[start of TEXT EXCERPT]
Re: CRLF and Connection: close

Posted by "Carl A. Dunham" <ht...@strategyforward.com>.
Mike,

I did a fairly rough version of your first suggestion. It basically adds a 
list of free connections across hosts, and keeps a seperate counter. It seems 
to be working pretty well, although it should probably use a smarter 
algorithm for determining which connection to close, like the one least often 
used, and with no one waiting to get it, etc.

This *might* be useable for both types of uses, although it would suffer a 
slight performance hit for users who didn't care about the overall number of 
connections, because now so much is synchronizing on the global 
ConnectionPool.

Anyway, thanks for the help, everyone. Both of my original problems seem to be  
well on their way to being non-problems!

Next stop, cookies...
[end of TEXT EXCERPT]
-- STATED PROBLEM A --
Could you rewrite the records below, switching "white building" to "gray building" and leaving everything else unchanged? Omit the pictures from your answer.
[start of STORED DATA]
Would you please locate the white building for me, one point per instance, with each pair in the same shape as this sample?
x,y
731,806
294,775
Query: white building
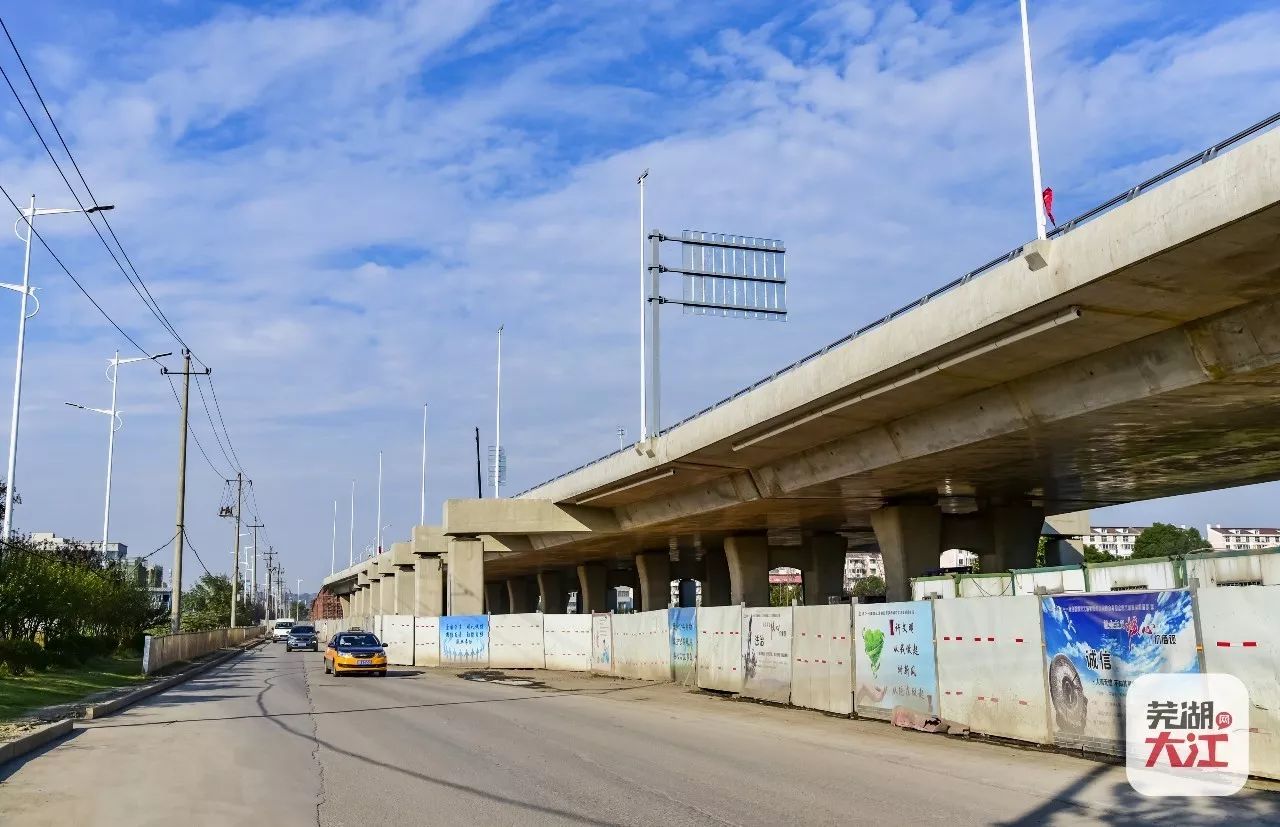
x,y
1240,539
1116,540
[end of STORED DATA]
-- STATED PROBLEM B --
In the forum post about connection handling, what does the rough version add besides a separate counter?

-- COMPLETE ANSWER A --
Would you please locate the gray building for me, one point per instance, with each pair in the same shape as this sample?
x,y
731,806
294,775
Query: gray building
x,y
1240,539
1116,540

-- COMPLETE ANSWER B --
A list of free connections across hosts.